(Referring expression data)
::::::
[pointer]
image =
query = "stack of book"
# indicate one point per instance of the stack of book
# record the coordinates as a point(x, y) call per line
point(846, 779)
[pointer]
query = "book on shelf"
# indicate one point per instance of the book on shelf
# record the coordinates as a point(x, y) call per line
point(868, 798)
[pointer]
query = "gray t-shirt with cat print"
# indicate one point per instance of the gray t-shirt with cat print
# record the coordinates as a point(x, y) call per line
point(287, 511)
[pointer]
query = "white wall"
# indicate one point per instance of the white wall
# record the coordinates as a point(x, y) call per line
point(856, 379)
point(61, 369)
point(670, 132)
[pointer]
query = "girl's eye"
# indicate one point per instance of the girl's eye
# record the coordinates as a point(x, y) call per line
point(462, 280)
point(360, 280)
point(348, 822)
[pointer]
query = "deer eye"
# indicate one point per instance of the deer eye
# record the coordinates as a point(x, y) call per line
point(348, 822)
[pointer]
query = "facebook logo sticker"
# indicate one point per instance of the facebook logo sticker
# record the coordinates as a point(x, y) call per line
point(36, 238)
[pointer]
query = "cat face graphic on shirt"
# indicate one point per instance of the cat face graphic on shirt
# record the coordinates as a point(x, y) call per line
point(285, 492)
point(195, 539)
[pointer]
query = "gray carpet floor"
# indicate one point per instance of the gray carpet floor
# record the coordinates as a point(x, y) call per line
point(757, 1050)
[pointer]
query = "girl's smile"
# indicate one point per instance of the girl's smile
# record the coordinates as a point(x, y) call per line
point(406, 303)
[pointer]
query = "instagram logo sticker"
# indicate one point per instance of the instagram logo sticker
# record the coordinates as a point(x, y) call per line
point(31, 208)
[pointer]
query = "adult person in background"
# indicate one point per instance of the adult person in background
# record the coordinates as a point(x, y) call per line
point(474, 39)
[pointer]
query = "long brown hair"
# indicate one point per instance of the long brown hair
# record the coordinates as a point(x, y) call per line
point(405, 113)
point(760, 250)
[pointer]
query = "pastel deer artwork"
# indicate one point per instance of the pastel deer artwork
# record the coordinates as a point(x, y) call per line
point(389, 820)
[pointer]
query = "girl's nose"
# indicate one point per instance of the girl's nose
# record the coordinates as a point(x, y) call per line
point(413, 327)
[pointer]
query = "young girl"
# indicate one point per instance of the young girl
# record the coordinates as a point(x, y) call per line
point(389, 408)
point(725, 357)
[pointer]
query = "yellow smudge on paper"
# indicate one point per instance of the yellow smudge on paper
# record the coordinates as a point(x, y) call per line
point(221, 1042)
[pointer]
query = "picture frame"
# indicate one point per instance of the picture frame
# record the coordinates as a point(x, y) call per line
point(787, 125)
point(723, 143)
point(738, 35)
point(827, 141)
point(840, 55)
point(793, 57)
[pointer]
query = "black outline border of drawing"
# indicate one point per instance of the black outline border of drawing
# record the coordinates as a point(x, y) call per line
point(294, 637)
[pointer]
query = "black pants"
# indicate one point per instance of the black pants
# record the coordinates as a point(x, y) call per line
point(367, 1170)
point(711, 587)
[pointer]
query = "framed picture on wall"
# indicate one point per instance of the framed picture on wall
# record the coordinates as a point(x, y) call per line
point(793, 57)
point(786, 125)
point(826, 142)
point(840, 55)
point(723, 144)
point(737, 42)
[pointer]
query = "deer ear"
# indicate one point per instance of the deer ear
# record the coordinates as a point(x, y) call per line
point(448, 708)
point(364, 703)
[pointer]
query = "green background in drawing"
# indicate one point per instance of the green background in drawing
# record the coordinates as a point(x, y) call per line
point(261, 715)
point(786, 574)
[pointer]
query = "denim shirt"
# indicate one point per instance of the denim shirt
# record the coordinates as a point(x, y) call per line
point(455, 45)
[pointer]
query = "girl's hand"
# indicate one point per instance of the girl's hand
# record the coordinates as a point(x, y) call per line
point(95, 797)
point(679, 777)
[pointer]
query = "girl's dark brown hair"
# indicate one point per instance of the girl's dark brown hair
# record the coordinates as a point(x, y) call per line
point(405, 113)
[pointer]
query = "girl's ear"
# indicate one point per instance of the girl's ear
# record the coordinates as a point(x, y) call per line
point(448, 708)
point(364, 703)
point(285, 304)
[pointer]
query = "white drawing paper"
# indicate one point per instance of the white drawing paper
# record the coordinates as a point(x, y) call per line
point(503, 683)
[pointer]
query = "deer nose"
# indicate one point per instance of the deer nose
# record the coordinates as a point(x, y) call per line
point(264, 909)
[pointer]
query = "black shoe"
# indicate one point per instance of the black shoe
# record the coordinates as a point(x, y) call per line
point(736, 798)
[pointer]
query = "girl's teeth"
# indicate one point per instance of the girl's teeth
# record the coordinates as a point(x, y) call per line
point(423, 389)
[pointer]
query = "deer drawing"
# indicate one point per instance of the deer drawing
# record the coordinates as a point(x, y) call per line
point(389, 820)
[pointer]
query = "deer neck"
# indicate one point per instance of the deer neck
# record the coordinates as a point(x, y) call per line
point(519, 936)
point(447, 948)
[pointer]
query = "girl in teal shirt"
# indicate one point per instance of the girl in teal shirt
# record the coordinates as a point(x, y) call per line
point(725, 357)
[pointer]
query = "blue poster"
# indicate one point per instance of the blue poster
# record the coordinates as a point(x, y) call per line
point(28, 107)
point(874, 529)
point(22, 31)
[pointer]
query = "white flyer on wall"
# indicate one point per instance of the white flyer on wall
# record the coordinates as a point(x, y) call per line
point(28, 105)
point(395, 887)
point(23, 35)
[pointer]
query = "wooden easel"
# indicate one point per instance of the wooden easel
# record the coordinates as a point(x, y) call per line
::::::
Here the job is to restate all of the data word for word.

Result for this task:
[pointer]
image =
query = "stack of book"
# indicate one point per instance of the stack of book
# record the coordinates as a point(x, y) call per line
point(846, 779)
[pointer]
query = "book on shelf"
# indicate one point per instance of the book on shelf
# record the coordinates as a point(x, y) call per line
point(868, 798)
[pointer]
query = "gray t-shirt with cat print"
# indicate one point per instance of the gray t-shirt with cat print
# record the coordinates as a point(x, y) call per line
point(287, 511)
[pointer]
query = "white wall"
# indicate one point per instance of the white wall
# record the coordinates as a point(x, y) call per line
point(856, 379)
point(61, 369)
point(670, 132)
[pointer]
query = "girl's eye"
# indicate one point per instance of the girl's eye
# record the coordinates as a point(x, y) call per line
point(462, 280)
point(360, 280)
point(348, 822)
[pointer]
query = "deer eye"
# indicate one point per instance of the deer eye
# record the coordinates as a point(x, y) call per line
point(348, 822)
[pointer]
query = "facebook logo sticker"
# indicate one point per instance of the facebook logo sticker
# record the coordinates as a point(x, y) call per line
point(36, 238)
[pointer]
query = "cat face graphic on shirt"
# indicate one point per instance of the cat face graphic on shirt
# record the coordinates as a point(x, y) call per line
point(285, 492)
point(195, 539)
[pointer]
query = "gray carpet floor"
# indicate one point per instance of the gray carpet floor
# record the coordinates as a point(x, y) call per line
point(757, 1050)
[pointer]
query = "girl's smile"
# indicate one point per instance of the girl's smile
# record the coordinates as a point(x, y) call per line
point(406, 303)
[pointer]
query = "instagram logo sticker"
# indicate one point per instance of the instagram logo sticker
# record the coordinates as a point(x, y) call per line
point(31, 208)
[pointer]
query = "adult person in background"
# indicate one point per instance of the adult person in background
# record the coordinates as a point(x, y) call per line
point(474, 39)
[pointer]
query = "long brown hair"
# indicate one point per instance of the long brown hair
# record the coordinates as a point(x, y) call per line
point(405, 113)
point(760, 250)
[pointer]
query = "pastel deer artwork"
# indicate one point per instance of the pastel deer artwork
# record the coordinates as a point(x, y) call per line
point(389, 820)
[pointer]
query = "girl's nose"
# indicate one point per instance of the girl's nose
# record the coordinates as a point(x, y) call per line
point(413, 327)
[pointer]
query = "young girl"
# indicate one point per instance of the young girl
# record the coordinates as a point(x, y) call per line
point(389, 408)
point(725, 357)
[pointer]
query = "yellow smudge on paper"
# indicate one point per instance of the yellow smudge on paper
# record the coordinates as a point(x, y) call per line
point(221, 1042)
[pointer]
query = "picture frame"
# indicate one point per instance of the picture frame
# record the coordinates as a point(x, y) call per line
point(787, 125)
point(723, 143)
point(738, 35)
point(827, 141)
point(840, 55)
point(793, 57)
[pointer]
query = "black outline border of drawing"
# indicate one point per instance of the black outline border of drawing
# record the coordinates as a point(x, y) call per line
point(294, 637)
[pointer]
query = "black pants"
# indicate one point per instance of the black pants
# record the coordinates as a point(x, y) call per line
point(367, 1170)
point(711, 587)
[pointer]
query = "framed picture on wall"
# indicate one point per instance of the framed picture on wall
# record the coordinates as a point(x, y) call per line
point(793, 57)
point(786, 125)
point(826, 142)
point(840, 55)
point(723, 144)
point(737, 42)
[pointer]
query = "deer ear"
# indicate one point per instance of the deer ear
# record the coordinates as a point(x, y) call per line
point(448, 708)
point(364, 703)
[pointer]
query = "green background in drawing"
# indicate one point per instance of the green background in drawing
# record the coordinates as a point(x, y) call per line
point(261, 715)
point(786, 574)
[pointer]
query = "denim shirt"
# indicate one point per instance of the denim shirt
# record the coordinates as a point(x, y) call per line
point(455, 45)
[pointer]
query = "girl's hand"
# indicate one point per instance of the girl's hand
# record the coordinates as a point(x, y) call per line
point(95, 797)
point(679, 777)
[pointer]
query = "girl's dark brown hair"
# indicate one point per instance of the girl's dark brown hair
# record the coordinates as a point(x, y) call per line
point(405, 113)
[pointer]
query = "girl's ear"
# indicate one point per instance of the girl's ear
# record the coordinates as a point(x, y) call per line
point(448, 708)
point(364, 703)
point(285, 304)
[pointer]
query = "white drawing paper"
# indicate one point per instance of the white drawing paper
# record the coordinates as a point(x, y) call per line
point(503, 683)
[pointer]
query = "deer nose"
# indicate one point per instance of the deer nose
# record the coordinates as a point(x, y) call per line
point(264, 909)
[pointer]
query = "black shoe"
# indicate one point per instance of the black shoe
# record the coordinates as a point(x, y) call per line
point(736, 798)
[pointer]
query = "girl's teeth"
# indicate one point per instance of the girl's teeth
# record the coordinates as a point(x, y) call per line
point(423, 389)
[pointer]
query = "deer drawing"
# indicate one point per instance of the deer drawing
# record the coordinates as a point(x, y) call per line
point(389, 820)
[pointer]
query = "deer neck"
# indicate one point per instance of the deer neck
# record the coordinates as a point(x, y) call per line
point(519, 936)
point(447, 948)
[pointer]
query = "girl in teal shirt"
# indicate one point per instance of the girl in teal shirt
# record the coordinates as a point(x, y) call per line
point(725, 357)
[pointer]
query = "blue poster"
# indicate one point per instance of the blue poster
# record the coordinates as a point(x, y) call per line
point(28, 107)
point(874, 529)
point(22, 31)
[pointer]
query = "white flyer on wall"
# indicate one point per instance of the white flyer on wall
# record the coordinates as a point(x, y) call per line
point(28, 105)
point(395, 887)
point(23, 35)
[pointer]
query = "wooden easel"
# indicate one point per instance of the wooden easel
# record the coordinates as a point(x, y) call per line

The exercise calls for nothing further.